I. Análise das riquezas

Capítulo VI - Trocar; tópico I. Análise das riquezas

  • Nem vida,
  • nem ciência da vida 

na época clássica;

  • tampouco filologia.

Mas sim

  • uma história natural,
  • uma gramática geral.

Do mesmo modo, não há

  • economia política

porque, na ordem do saber, [na época clássica]

  • a produção não existe. 

Em contrapartida, existe, nos séculos XVII e XVIII, uma noção que nos permaneceu familiar, embora tenha perdido para nós sua precisão essencial.

Nem é de “noção” que se deveria falar a seu respeito, pois não tem lugar no interior de um jogo de conceitos econômicos que ela deslocaria levemente, confiscando um pouco de seu sentido ou corroendo sua extensão.

Trata-se antes de um domínio geral: de uma camada bastante coerente e muito bem estratificada, que compreende e aloja, como tantos objetos parciais, as noções

  • de valor,
  • de preço,
  • de comércio,
  • de circulação,
  • de renda,
  • de interesse.

Esse domínio, solo e objeto da “economia” na idade clássica, é o da riqueza.

Inútil colocar-lhe questões vindas de uma economia de tipo diferente, organizada, por exemplo, em torno da produção ou do trabalho; 

inútil igualmente analisar seus diversos conceitos (mesmo e sobretudo se seus nomes em seguida se perpetuaram, com alguma analogia de sentido), sem levar em conta o sistema em que assumem sua positividade.

Isso equivaleria a

  • analisar o gênero segundo Lineu fora do domínio da história natural,
  • ou a teoria dos tempos de Bauzée sem levar em conta o fato de que a gramática geral era sua condição histórica de possibilidade.

É necessário, pois, evitar uma leitura retrospectiva que só conferiria à análise clássica das riquezas a unidade ulterior de uma economia política em via de se constituir às apalpadelas.

É deste modo, entretanto, que os historiadores das ideias têm costume de restituir o nascimento enigmático desse saber que, no pensamento ocidental, teria surgido todo armado e já perigoso na época de Ricardo e de J.-B. Say.

Supõem eles que uma economia científica se tornara durante muito tempo impossível 

graças a uma problemática puramente moral do lucro e da renda (teoria do preço justo, justificação ou condenação do interesse)

e, em seguida, por causa de uma confusão sistemática 

    • entre moeda e riqueza, 
    • valor e preço de mercado: 

dessa assimilação, o mercantilismo teria sido um dos principais responsáveis e a mais destacada manifestação.

> TAREFAS OBRIGATÓRIAS:
1/ Responda às perguntas abaixo com base no trecho selecionado.
(a) Que domínio o trecho selecionado identifica como solo e objeto da "economia" na idade clássica?
(b) Que dois saberes existiam na época clássica, em vez da ciência da vida e da filologia?
(c) Na época de quem, segundo os historiadores das ideias, esse saber teria surgido "todo armado e já perigoso"?
2/ Transcreva do trecho selecionado a passagem que vai de "É deste modo, entretanto, que" até "mais destacada manifestação.", inclusive.

> LINHAS RELACIONADAS:
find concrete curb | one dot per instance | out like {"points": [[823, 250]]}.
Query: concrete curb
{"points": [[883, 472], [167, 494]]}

* * *

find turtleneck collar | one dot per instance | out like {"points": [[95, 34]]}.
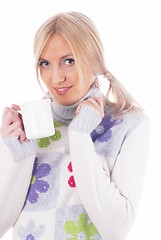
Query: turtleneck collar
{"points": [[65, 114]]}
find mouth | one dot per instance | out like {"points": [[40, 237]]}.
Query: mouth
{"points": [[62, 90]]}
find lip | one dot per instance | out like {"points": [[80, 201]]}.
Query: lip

==

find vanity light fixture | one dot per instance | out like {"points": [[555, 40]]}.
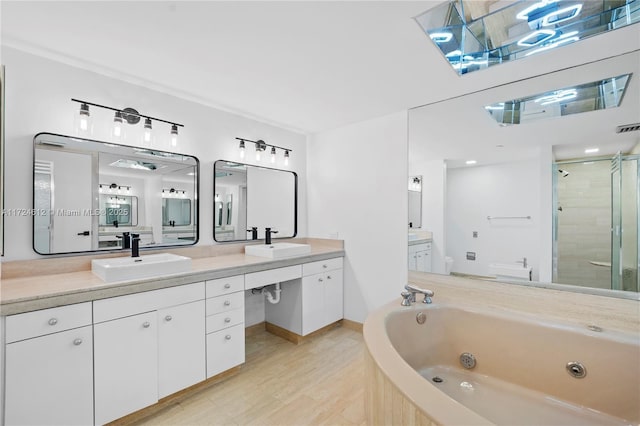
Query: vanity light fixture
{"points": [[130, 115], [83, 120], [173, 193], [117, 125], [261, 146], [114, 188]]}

> RESPOSTAS ELABORADAS:
1/
(a) O domínio da riqueza.
(b) Uma história natural e uma gramática geral.
(c) Na época de Ricardo e de J.-B. Say.

2/
É deste modo, entretanto, que os historiadores das ideias têm costume de restituir o nascimento enigmático desse saber que, no pensamento ocidental, teria surgido todo armado e já perigoso na época de Ricardo e de J.-B. Say.

Supõem eles que uma economia científica se tornara durante muito tempo impossível 

graças a uma problemática puramente moral do lucro e da renda (teoria do preço justo, justificação ou condenação do interesse)

e, em seguida, por causa de uma confusão sistemática 

    • entre moeda e riqueza, 
    • valor e preço de mercado: 

dessa assimilação, o mercantilismo teria sido um dos principais responsáveis e a mais destacada manifestação.